**Task brief**
Print exactly the lines below between the line holding "Can you see the car" and the line holding "Can you see the white", inclusive, and nothing more.

**Data provided**
[Start of section]
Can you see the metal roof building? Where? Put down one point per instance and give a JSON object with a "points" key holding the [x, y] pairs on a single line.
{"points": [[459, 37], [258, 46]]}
[End of section]
[Start of section]
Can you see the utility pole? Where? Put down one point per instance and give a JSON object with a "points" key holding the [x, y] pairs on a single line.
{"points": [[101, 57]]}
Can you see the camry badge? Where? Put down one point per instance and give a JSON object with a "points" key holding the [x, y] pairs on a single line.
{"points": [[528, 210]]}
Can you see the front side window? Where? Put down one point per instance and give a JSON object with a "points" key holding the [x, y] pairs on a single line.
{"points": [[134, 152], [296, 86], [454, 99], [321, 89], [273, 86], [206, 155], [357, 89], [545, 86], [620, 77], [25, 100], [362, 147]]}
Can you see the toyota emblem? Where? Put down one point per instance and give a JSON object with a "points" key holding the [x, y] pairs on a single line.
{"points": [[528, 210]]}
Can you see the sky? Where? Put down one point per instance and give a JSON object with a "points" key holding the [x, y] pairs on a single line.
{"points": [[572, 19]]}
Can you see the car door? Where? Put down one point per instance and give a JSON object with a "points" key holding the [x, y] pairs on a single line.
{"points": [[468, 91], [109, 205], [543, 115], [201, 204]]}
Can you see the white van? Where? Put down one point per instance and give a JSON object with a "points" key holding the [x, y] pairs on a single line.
[End of section]
**Answer section**
Can you see the car door? Where? Put down one point per instance and give a JSON object with a "points" key holding the [x, y] pairs on a single line.
{"points": [[468, 91], [109, 205], [543, 115], [201, 204]]}
Can you see the white van? Where? Put down one point per instance and give a JSON object with a "points" key holding the [x, y] pairs on a single line.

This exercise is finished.